Your answer should repeat every record verbatim.

[Dataset content — start]

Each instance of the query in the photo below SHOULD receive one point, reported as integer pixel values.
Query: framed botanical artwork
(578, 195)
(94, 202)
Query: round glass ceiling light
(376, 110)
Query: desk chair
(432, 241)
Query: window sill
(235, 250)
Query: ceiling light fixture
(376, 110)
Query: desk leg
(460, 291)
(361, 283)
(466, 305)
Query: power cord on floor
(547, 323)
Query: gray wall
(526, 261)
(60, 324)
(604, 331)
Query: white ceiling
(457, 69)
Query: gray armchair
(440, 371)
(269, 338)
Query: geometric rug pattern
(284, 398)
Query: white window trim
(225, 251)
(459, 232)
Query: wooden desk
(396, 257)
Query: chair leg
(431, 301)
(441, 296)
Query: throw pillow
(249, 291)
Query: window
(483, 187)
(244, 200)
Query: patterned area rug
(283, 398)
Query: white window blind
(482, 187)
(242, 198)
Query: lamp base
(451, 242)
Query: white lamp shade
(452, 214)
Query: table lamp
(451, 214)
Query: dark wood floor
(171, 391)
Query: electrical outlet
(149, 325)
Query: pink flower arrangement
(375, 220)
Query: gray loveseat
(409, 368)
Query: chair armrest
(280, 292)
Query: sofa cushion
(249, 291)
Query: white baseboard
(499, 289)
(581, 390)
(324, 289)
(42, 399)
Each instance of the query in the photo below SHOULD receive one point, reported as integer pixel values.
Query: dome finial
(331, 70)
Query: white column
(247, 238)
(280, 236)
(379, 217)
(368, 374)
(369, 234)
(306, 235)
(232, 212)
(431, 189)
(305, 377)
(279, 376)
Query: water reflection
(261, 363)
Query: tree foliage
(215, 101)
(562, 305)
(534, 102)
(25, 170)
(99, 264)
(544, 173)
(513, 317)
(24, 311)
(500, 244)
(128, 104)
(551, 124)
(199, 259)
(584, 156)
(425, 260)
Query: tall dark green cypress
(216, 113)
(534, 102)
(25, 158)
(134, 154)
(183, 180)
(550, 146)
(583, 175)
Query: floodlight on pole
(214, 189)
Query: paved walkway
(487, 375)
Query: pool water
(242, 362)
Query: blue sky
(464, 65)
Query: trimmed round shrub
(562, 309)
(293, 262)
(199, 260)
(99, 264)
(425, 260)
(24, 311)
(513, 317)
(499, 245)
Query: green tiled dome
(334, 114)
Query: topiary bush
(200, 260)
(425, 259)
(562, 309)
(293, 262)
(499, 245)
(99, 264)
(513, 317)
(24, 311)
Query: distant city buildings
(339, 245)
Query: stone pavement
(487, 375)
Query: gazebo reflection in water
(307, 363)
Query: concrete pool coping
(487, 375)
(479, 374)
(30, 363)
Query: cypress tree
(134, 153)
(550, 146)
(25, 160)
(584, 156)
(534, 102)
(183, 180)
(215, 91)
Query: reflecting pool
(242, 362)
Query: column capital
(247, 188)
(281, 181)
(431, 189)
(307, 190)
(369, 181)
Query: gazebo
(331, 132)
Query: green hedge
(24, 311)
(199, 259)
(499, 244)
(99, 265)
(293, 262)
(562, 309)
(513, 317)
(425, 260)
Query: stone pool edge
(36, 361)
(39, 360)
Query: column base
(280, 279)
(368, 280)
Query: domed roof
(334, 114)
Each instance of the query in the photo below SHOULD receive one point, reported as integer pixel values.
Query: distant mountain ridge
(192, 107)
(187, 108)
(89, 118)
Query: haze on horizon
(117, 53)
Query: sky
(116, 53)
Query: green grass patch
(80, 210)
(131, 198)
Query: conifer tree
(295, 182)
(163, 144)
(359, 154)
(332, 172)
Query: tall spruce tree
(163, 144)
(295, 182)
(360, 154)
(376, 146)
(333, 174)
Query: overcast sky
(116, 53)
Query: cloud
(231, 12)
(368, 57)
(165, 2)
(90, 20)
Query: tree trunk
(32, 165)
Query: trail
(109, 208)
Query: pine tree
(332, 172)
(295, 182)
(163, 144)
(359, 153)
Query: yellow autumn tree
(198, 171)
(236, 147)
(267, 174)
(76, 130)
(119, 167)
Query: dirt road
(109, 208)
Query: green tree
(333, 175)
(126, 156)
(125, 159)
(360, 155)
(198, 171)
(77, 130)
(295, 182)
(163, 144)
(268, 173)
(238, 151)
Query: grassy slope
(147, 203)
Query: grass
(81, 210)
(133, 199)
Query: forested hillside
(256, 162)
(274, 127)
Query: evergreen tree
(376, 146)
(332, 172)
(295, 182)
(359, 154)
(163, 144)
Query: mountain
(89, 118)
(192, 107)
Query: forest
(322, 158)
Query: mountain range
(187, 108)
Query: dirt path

[Dataset content — finish]

Worked solution:
Each instance of the query in the photo below SHOULD receive one point, reported as integer pixel values.
Query: framed botanical artwork
(578, 195)
(94, 202)
Query: round glass ceiling light
(376, 110)
Query: desk chair
(432, 241)
Query: window sill
(235, 250)
Query: ceiling light fixture
(376, 110)
Query: desk leg
(460, 291)
(361, 283)
(466, 305)
Query: power cord on floor
(547, 323)
Query: gray wall
(526, 261)
(60, 324)
(604, 331)
Query: white ceiling
(457, 69)
Query: gray armchair
(440, 371)
(269, 338)
Query: geometric rug pattern
(284, 398)
Query: white window trim
(225, 251)
(459, 232)
Query: wooden desk
(396, 257)
Query: chair leg
(431, 301)
(441, 296)
Query: throw pillow
(249, 291)
Query: window
(483, 187)
(244, 200)
Query: patterned area rug
(283, 398)
Query: white window blind
(482, 187)
(242, 198)
Query: lamp base
(451, 242)
Query: white lamp shade
(452, 214)
Query: table lamp
(451, 214)
Query: dark wood floor
(171, 391)
Query: electrical outlet
(149, 325)
Query: pink flower arrangement
(375, 220)
Query: gray loveseat
(409, 368)
Query: chair armrest
(280, 292)
Query: sofa cushion
(249, 291)
Query: white baseboard
(499, 289)
(581, 390)
(324, 289)
(42, 399)
Each instance of the query in the photo below SHOULD receive one point, reported as integer pixel values.
Query: dome finial
(331, 70)
Query: white column
(247, 238)
(280, 236)
(379, 217)
(368, 374)
(369, 234)
(306, 235)
(232, 212)
(431, 189)
(305, 377)
(279, 376)
Query: water reflection
(261, 363)
Query: tree foliage
(215, 101)
(562, 305)
(534, 102)
(25, 170)
(99, 264)
(544, 173)
(513, 317)
(24, 311)
(500, 244)
(128, 104)
(551, 124)
(199, 259)
(584, 156)
(425, 260)
Query: tall dark green cypress
(216, 113)
(534, 102)
(25, 158)
(134, 154)
(183, 180)
(550, 146)
(583, 175)
Query: floodlight on pole
(214, 189)
Query: paved walkway
(487, 375)
Query: pool water
(242, 362)
Query: blue sky
(464, 65)
Query: trimmed round shrub
(562, 309)
(293, 262)
(199, 260)
(99, 264)
(425, 260)
(24, 311)
(513, 317)
(499, 245)
Query: green tiled dome
(334, 114)
Query: topiary bush
(200, 260)
(425, 259)
(562, 309)
(293, 262)
(499, 245)
(99, 264)
(513, 317)
(24, 311)
Query: distant city buildings
(339, 245)
Query: stone pavement
(487, 375)
Query: gazebo reflection in water
(307, 363)
Query: concrete pool coping
(487, 375)
(479, 374)
(30, 363)
Query: cypress tree
(134, 153)
(550, 146)
(25, 160)
(584, 156)
(534, 102)
(183, 180)
(215, 91)
Query: reflecting pool
(242, 362)
Query: column capital
(247, 188)
(281, 181)
(431, 189)
(307, 190)
(369, 181)
Query: gazebo
(331, 132)
Query: green hedge
(24, 311)
(199, 259)
(499, 244)
(99, 265)
(293, 262)
(562, 309)
(513, 317)
(425, 260)
Query: stone pool edge
(36, 361)
(39, 360)
Query: column base
(280, 279)
(368, 280)
Query: domed roof
(334, 114)
Each instance of the query in the photo below SHOULD receive one point, reported as integer pixel values.
Query: distant mountain ridge
(192, 107)
(187, 108)
(89, 118)
Query: haze on horizon
(117, 53)
Query: sky
(116, 53)
Query: green grass patch
(80, 210)
(131, 198)
Query: conifer tree
(295, 182)
(163, 144)
(359, 154)
(332, 172)
Query: tall spruce tree
(163, 144)
(295, 182)
(360, 154)
(376, 146)
(333, 174)
Query: overcast sky
(116, 53)
Query: cloud
(231, 12)
(368, 57)
(165, 2)
(90, 20)
Query: tree trunk
(32, 165)
Query: trail
(109, 208)
Query: pine tree
(332, 172)
(295, 182)
(163, 144)
(359, 153)
Query: yellow autumn tree
(198, 171)
(236, 147)
(267, 174)
(76, 130)
(119, 167)
Query: dirt road
(109, 208)
Query: green tree
(333, 175)
(126, 156)
(125, 159)
(360, 155)
(198, 171)
(77, 130)
(295, 182)
(163, 144)
(268, 173)
(238, 151)
Query: grassy slope
(147, 203)
Query: grass
(81, 210)
(133, 199)
Query: forested hillside
(256, 162)
(274, 127)
Query: evergreen tree
(376, 146)
(332, 172)
(295, 182)
(359, 154)
(163, 144)
Query: mountain
(89, 118)
(192, 107)
Query: forest
(322, 158)
Query: mountain range
(187, 108)
Query: dirt path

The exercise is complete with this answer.